§ **PASSAGE GIVEN**
* BEGIN *

VietNamNet Bridge – Making investment in many different
business fields was once in fashion in Vietnam.
Anticipating the high risks of
the multi-field business model, the government has told state owned
conglomerates to withdraw money from non-core business fields to gather
strength on the main sectors. However, it would take much time to do that.
Xuan Thanh from the Fulbright
Economics Teaching Program has pointed out that the wrong decision to make
investment in too many business fields is one of the reasons which have driven
businesses to the current big difficulties.
According to Nguyen Nam Son,
Managing Director of the Vietnam Capital Partners (VCP), an investment fund,
the investments in multi fields were made by most enterprises. Especially, big
enterprises poured capital into banks, securities companies and real estate
projects, thus leading to the sharp increase of the enterprises of these kinds
“I believe that up to 90 percent
of securities companies would have to shut down in two years, while only 5-7
companies would exist,” Son said.

* END *

§ **PROVIDED MATERIAL**
* BEGIN *

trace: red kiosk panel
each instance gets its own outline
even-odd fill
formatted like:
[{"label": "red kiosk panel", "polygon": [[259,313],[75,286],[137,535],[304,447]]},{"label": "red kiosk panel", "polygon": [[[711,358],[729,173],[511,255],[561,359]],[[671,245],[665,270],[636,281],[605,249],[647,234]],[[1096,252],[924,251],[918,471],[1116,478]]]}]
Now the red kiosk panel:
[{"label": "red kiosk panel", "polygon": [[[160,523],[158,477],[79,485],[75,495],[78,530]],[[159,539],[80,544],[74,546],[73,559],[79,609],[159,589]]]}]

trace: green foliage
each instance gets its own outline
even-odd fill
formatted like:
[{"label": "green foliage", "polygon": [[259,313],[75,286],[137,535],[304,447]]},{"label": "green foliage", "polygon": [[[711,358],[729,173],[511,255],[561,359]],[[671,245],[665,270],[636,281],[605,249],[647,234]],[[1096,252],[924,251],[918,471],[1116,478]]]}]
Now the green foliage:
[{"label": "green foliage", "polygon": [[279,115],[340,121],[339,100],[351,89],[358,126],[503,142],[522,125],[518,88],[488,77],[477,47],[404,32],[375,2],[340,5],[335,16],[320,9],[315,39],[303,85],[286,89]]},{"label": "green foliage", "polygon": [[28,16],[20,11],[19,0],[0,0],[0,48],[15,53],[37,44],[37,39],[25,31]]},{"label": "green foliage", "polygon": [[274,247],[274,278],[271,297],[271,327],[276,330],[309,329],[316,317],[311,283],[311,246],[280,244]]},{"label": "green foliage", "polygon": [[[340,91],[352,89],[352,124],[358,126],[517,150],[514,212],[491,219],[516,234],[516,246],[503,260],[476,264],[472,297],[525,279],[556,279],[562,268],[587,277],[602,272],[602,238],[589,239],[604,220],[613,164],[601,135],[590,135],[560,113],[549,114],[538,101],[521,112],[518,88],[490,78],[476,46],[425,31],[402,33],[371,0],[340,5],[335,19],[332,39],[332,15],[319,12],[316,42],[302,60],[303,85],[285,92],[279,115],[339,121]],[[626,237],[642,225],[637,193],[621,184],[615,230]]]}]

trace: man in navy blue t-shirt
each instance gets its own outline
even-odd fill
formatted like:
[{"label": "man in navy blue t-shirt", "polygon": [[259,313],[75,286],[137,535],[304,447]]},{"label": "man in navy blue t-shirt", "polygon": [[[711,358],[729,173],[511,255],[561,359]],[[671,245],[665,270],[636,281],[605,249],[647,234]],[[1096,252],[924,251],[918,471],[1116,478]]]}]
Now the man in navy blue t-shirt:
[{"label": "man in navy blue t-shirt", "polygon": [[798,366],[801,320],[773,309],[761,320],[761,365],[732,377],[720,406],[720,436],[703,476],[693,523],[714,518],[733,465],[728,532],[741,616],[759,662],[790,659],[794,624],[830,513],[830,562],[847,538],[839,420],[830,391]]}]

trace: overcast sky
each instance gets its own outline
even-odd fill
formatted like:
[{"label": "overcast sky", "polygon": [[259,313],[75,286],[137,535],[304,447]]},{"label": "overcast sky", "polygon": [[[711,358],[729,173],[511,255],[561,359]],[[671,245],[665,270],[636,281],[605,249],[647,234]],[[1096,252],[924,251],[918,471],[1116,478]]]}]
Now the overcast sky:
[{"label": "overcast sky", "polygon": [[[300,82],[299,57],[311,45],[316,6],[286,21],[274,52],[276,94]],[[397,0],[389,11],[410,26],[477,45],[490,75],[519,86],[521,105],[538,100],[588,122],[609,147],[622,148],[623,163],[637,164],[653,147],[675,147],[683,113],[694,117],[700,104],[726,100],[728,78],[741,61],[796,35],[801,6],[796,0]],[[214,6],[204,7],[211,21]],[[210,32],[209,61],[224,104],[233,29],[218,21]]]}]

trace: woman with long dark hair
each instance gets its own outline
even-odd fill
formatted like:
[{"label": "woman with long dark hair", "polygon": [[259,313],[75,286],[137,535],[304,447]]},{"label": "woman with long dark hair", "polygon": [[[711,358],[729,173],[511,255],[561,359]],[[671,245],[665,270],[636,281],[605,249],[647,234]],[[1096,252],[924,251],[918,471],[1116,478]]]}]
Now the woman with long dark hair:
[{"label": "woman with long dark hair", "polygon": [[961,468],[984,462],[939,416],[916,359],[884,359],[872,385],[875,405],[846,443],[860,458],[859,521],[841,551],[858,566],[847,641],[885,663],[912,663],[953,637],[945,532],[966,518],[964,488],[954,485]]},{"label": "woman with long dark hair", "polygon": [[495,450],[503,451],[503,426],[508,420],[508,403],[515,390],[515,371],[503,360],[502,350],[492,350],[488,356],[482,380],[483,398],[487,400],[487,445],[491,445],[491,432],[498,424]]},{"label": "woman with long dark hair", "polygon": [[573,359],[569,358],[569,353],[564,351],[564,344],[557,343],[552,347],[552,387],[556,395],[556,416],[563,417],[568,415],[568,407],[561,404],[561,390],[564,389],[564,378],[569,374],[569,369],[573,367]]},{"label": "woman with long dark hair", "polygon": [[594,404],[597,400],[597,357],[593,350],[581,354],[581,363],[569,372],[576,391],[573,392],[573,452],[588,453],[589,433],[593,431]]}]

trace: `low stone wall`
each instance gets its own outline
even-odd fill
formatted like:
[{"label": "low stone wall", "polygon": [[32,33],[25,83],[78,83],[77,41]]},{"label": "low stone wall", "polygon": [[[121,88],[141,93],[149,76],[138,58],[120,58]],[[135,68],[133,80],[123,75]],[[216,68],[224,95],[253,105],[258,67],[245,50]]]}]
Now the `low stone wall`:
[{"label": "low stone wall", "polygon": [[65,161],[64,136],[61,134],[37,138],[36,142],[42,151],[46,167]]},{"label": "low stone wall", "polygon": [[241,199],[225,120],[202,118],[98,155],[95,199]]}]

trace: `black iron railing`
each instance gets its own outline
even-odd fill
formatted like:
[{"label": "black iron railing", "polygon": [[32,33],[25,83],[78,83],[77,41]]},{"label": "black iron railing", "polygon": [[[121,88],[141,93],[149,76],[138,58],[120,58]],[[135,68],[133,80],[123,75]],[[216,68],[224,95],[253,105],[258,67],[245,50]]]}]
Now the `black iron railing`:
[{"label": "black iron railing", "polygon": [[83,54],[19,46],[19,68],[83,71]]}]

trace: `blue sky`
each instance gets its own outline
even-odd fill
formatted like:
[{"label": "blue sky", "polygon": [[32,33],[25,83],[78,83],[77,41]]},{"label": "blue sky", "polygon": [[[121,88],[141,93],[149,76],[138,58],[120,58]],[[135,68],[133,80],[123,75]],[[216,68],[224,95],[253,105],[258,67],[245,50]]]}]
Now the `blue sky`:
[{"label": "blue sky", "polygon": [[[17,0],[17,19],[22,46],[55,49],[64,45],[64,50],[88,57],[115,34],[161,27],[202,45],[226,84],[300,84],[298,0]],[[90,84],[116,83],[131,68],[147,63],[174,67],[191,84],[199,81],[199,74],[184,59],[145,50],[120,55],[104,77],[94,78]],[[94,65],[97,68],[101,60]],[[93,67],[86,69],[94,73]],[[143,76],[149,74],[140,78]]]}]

* END *

§ **WHAT IS ASKED**
**a.** Turn the paragraph beginning "Anticipating the high risks" in the article on multi-field investment into a brief bulleted list that keeps its main facts.
**b.** Summarize the article on multi-field investment in two sentences.

§ **ANSWER SET**
**a.**
- The government foresees high risks in the multi-field business model.
- It has told state-owned conglomerates to pull money out of non-core fields and concentrate on their main sectors.
- Doing so would take a long time.

**b.** Investing in many business fields was once fashionable in Vietnam, but because of its high risks the government has told state-owned conglomerates to withdraw from non-core fields, and Xuan Thanh of the Fulbright Economics Teaching Program calls such over-diversification one reason businesses now face big difficulties. Nguyen Nam Son of Vietnam Capital Partners says most enterprises invested in multiple fields, with big ones pouring capital into banks, securities companies and real estate, and he predicts that up to 90 percent of securities companies will shut down within two years.